• **Given request**
How many of the lines below contain the word "bird"? Reply with the number alone.
# Input records start
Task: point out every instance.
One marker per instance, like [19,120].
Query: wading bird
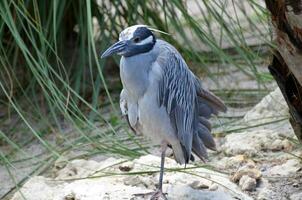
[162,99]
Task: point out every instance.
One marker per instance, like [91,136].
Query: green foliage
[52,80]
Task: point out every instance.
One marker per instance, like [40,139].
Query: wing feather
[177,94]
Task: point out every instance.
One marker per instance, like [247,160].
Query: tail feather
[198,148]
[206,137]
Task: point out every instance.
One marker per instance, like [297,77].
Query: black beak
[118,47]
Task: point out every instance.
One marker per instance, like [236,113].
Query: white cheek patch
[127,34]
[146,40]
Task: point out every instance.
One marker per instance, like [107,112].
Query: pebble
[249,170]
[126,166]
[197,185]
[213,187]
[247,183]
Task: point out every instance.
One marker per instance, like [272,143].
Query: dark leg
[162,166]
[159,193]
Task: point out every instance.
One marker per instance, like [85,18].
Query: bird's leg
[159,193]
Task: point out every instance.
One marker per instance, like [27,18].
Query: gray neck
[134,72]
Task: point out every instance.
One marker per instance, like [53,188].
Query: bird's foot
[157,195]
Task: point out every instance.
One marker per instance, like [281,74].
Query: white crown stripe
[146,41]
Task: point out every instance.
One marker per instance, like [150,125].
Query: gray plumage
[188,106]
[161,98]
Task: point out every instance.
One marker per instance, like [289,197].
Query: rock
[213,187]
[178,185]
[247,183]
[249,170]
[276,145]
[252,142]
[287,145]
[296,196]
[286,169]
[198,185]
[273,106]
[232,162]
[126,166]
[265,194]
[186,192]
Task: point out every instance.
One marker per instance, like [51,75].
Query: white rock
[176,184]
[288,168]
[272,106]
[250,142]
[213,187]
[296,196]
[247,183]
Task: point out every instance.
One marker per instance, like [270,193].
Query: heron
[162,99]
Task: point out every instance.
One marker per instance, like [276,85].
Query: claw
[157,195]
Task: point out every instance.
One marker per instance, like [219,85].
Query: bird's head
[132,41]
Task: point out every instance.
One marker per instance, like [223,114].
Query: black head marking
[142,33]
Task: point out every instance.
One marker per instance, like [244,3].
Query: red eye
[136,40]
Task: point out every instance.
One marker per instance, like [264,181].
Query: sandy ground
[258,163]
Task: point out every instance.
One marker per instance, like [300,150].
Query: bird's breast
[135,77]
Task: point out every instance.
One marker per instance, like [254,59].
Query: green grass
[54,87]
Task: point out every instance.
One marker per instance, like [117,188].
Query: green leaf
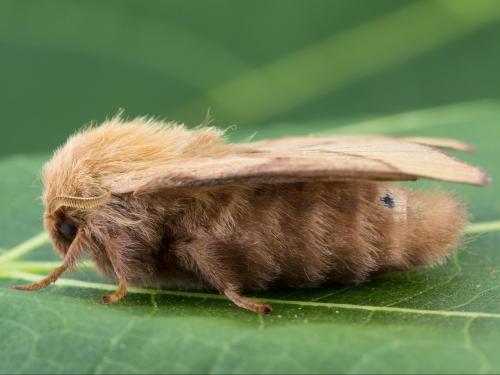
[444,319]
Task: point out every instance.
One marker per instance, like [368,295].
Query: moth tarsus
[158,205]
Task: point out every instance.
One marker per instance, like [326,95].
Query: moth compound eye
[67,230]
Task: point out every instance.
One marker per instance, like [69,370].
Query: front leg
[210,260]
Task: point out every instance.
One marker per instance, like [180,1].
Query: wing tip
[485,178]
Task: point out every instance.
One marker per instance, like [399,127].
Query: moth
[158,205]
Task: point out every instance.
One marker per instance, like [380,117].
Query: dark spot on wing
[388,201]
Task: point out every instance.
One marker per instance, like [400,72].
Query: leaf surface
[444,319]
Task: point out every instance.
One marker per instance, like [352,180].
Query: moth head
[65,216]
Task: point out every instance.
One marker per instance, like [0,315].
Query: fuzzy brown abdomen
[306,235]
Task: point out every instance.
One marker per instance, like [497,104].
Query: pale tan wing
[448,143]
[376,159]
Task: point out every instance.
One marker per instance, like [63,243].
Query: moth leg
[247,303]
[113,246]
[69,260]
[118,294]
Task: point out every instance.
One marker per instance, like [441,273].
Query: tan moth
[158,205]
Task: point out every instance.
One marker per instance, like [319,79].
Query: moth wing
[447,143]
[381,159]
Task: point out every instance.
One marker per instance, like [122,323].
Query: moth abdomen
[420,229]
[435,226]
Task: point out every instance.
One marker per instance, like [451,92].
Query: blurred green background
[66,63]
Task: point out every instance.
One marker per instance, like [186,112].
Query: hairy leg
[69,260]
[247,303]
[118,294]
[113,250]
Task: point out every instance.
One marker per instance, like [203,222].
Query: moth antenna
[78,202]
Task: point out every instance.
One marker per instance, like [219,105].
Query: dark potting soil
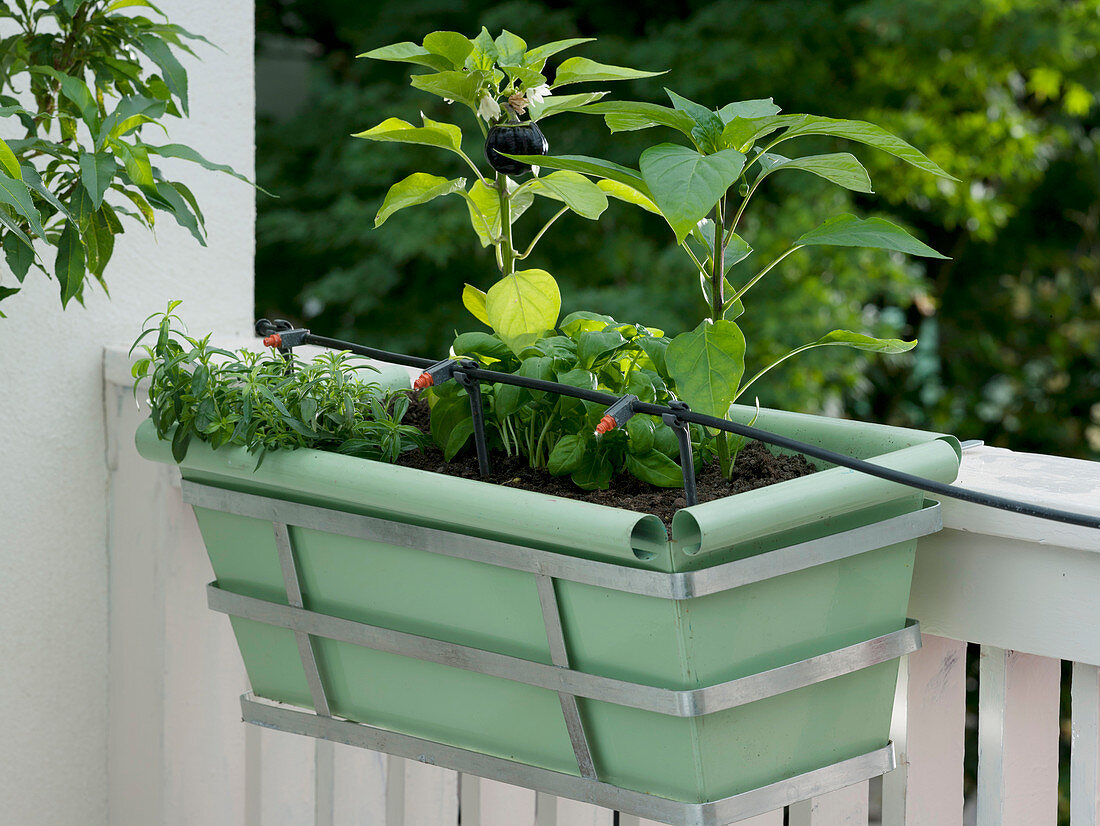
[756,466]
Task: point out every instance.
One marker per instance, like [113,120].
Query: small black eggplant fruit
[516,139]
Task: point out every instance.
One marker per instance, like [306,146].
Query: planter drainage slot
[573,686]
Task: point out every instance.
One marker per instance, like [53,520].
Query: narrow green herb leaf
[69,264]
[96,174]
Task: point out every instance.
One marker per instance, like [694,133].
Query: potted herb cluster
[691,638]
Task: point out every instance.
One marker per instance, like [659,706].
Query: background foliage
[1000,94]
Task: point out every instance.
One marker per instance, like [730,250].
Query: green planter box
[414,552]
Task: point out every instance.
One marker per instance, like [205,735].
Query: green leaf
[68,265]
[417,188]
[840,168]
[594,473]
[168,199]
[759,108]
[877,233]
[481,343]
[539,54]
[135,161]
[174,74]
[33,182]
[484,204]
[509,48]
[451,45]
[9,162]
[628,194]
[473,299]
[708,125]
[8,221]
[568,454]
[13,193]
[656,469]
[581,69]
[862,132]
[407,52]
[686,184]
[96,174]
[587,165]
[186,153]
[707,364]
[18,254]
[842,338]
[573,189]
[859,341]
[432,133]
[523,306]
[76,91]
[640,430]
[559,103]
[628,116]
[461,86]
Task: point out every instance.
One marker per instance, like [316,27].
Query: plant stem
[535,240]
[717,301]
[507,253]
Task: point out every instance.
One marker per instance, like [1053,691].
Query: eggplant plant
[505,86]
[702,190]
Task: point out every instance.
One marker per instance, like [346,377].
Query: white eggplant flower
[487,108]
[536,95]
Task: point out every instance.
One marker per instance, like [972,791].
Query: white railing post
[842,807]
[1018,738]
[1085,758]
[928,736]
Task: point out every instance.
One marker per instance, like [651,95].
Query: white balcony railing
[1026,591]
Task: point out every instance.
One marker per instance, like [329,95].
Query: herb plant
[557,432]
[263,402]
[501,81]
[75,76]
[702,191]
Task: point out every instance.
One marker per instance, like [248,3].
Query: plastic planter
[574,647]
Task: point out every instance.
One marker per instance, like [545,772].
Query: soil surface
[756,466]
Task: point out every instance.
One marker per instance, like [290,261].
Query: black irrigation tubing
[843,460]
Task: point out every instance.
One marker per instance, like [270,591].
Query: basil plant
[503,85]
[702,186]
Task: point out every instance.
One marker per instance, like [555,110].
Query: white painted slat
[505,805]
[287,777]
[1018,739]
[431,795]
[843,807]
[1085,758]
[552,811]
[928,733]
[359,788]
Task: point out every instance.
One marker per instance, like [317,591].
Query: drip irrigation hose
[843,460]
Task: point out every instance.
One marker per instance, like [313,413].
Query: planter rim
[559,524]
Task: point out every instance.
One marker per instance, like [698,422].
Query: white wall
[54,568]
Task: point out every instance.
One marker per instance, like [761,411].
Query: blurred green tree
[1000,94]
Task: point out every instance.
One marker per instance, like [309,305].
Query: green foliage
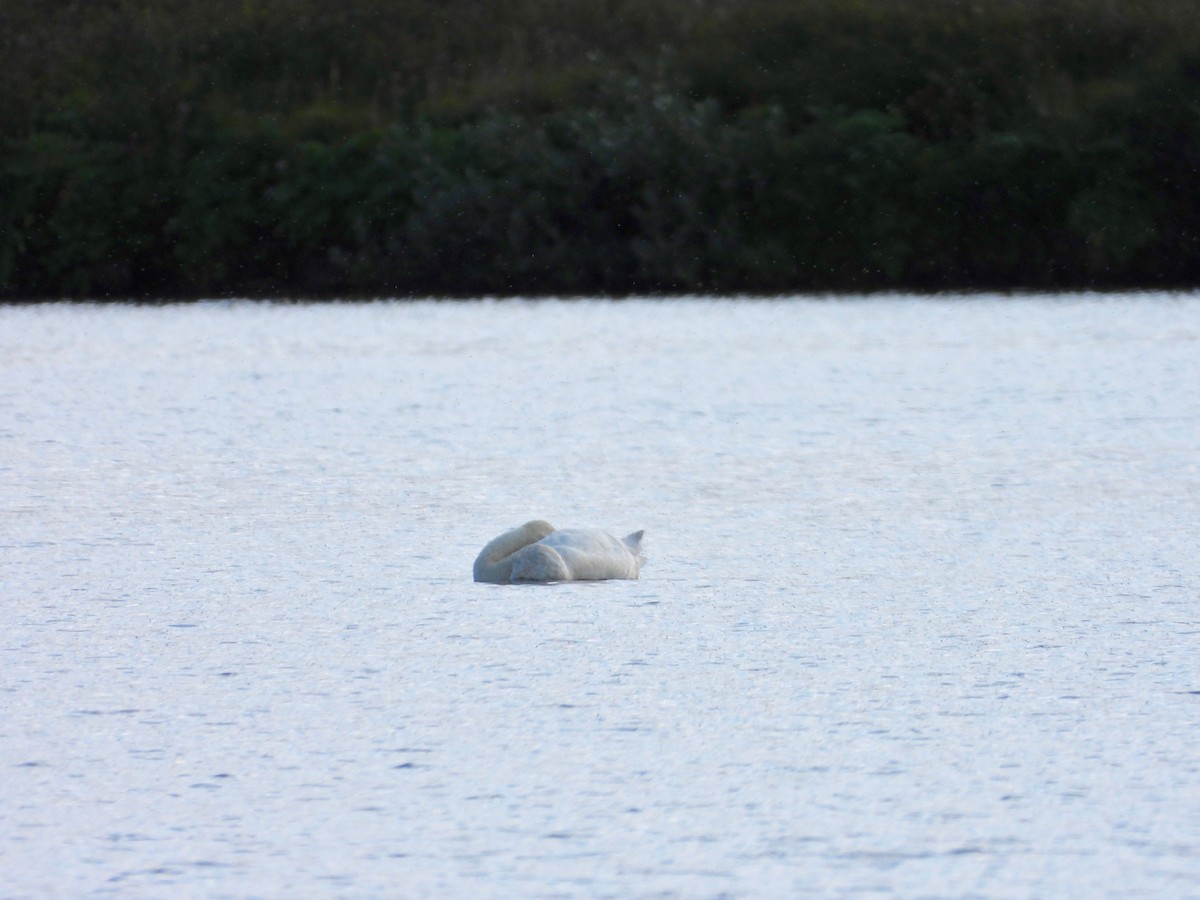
# Input records end
• **Finished exercise**
5